▸ EXCERPT TO READ:
____
Jesus brought his sidekicks, Peter James and John up a high mountain to pray. And that’s when it happened. The Glory of Jesus was revealed to the three disciples along with the vision of the two holy men from their faith history: Moses and Elijah. And what does Peter do? He reveals the thing that we all feel when something amazing happens. And that is the human instinct to hold it tightly so that it never ends. He wanted to freeze that awesome time by building three dwellings, one each for Moses, for Elijah and for Jesus, now revealed in glory himself. But it was not Peter’s call to stay on a mountaintop to commune with Jesus and Moses and Elijah.

It wasn’t exactly a rebuke that Peter received when God spoke from a cloud to the disciples, saying “This is my Son, the Beloved; listen to him!” just like the day Jesus was baptized. God was not only essentially telling Peter, no, you’re not going to be staying up here,” but he was also telling all three of the disciples from whom he received his authority: from God’s mouth to their ears!

But just as quickly as the transfiguration of Jesus was revealed, the vision was over, and the three disciples were left alone with Jesus on the mountaintop, Moses and Elijah once again vanished to the realm of the divine.
____
▸ DATASET RECORDS:
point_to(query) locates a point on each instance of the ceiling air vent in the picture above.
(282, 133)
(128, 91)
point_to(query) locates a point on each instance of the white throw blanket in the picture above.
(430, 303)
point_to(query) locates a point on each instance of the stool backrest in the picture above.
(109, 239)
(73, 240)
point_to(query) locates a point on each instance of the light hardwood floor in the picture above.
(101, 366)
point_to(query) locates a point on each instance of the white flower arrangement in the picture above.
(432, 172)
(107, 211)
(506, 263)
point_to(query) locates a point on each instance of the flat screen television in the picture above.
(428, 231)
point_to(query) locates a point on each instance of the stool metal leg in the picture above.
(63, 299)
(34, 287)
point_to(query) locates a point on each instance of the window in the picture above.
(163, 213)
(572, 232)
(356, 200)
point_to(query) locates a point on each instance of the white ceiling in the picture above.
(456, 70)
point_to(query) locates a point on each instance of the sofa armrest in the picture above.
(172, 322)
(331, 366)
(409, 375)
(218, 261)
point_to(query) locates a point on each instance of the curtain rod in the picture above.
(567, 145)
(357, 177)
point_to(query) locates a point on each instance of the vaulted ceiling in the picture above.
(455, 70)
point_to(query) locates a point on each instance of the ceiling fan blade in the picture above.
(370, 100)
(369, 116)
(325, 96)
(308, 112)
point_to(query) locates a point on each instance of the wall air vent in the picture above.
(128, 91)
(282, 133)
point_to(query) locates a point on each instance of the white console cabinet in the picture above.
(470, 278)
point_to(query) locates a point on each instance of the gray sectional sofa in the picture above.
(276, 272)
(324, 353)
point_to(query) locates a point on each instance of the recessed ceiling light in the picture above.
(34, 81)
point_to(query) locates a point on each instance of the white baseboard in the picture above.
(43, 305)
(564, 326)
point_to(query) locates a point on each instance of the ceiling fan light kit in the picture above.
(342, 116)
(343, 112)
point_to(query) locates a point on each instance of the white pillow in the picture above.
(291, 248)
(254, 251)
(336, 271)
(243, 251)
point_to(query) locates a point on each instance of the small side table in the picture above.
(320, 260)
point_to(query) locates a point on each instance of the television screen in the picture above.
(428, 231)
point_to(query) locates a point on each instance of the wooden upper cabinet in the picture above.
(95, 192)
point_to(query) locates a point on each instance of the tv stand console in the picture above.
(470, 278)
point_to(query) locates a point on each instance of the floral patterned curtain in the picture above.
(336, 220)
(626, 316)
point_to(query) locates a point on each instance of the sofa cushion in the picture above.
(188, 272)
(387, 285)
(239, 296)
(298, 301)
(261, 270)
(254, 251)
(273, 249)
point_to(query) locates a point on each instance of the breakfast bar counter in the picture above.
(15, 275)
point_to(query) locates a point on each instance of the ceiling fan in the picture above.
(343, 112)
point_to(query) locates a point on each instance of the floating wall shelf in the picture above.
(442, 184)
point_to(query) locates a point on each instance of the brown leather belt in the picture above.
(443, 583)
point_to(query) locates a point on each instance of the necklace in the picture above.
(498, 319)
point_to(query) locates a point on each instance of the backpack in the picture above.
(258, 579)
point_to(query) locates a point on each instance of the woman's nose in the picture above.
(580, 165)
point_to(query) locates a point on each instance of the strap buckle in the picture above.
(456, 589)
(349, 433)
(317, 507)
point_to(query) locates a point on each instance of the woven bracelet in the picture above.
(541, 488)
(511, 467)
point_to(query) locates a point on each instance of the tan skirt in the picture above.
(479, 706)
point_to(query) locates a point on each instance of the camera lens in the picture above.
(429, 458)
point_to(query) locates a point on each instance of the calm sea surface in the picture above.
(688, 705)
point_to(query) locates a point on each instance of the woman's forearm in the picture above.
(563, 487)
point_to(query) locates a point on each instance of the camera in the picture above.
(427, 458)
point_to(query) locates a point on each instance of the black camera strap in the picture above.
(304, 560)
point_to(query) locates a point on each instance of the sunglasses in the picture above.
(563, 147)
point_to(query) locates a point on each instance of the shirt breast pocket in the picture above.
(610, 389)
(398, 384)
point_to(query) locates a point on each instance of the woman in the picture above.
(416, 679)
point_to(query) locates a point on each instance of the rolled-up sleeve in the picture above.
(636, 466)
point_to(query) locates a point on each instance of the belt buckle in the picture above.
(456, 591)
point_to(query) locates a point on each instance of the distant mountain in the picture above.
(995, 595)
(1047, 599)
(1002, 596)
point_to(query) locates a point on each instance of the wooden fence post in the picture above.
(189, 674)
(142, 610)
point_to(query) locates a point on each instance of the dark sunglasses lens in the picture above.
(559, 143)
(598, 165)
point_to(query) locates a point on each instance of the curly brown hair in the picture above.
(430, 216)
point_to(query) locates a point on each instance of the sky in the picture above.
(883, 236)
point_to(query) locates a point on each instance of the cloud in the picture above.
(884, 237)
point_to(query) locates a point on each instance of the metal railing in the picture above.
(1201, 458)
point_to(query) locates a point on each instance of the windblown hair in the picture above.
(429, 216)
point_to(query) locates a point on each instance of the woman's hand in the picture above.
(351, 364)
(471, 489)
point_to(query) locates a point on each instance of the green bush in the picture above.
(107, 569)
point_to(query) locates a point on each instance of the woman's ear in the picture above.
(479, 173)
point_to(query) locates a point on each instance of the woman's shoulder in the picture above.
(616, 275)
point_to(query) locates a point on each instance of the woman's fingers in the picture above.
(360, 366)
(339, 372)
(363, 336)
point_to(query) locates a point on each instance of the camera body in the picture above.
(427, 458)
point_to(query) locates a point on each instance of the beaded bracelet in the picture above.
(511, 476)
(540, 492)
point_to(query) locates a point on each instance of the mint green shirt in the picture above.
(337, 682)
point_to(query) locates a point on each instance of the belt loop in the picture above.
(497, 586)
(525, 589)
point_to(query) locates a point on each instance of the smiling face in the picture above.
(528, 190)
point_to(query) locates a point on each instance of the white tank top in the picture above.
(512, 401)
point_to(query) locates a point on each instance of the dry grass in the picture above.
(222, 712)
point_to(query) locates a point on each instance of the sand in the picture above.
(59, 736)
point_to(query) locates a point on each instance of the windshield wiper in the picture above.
____
▸ GOALS:
a) Answer these questions using the passage on the Transfiguration:
(i) Which three disciples did Jesus bring up the high mountain?
(ii) What did Peter want to build, and for whom?
(iii) What words did God speak from the cloud?
b) Carry the passage on the Transfiguration forward from its final sentence.
The records have no connection to the passage on the Transfiguration.

▸ EXPECTED OUTPUTS:
a)
(i) Peter, James and John.
(ii) Three dwellings, one each for Moses, Elijah and Jesus.
(iii) "This is my Son, the Beloved; listen to him!"

b)
Just like an awesome dream that abruptly evaporates, that special time was over, and they went back down the mountain with new wisdom about the teacher they had been following. No tiny houses were built that day. Peter could not hold back the inevitable change that comes with the passage of time, because that’s what time is—the memorializing of change.

And that’s a fitting story for us to think about today, because in addition to this being the last Sunday of Epiphany it’s also the first Sunday of our parish’s operational year. We’re about to elect some new vestry members, a convention delegate, and we are going to talk about the year that has just past, and about the one that lies ahead.

Just as Peter wanted to hang out on a mountaintop with the transfigured Christ and Moses and Elijah, many of us want this church, the mountaintop where WE go to pray, to look and feel like it did a generation ago.

It’s clear you love the memories you carry from your childhood in this place. I want your grandchildren to be able to tell those same stories someday. So in just a little while, we are going to come together here on our mountaintop and celebrate the things we accomplished during the last year, and we are going to do the very thing that God commanded Peter to do—listen to the voice of God’s Son, the beloved, so that our church home can do its best to discern what kind of church God is calling us to be in the coming year and on into the future.

Energy

Jesus had already spent time in the synagogue teaching, praying and discussing Torah, even casting out a demon that had possessed a person.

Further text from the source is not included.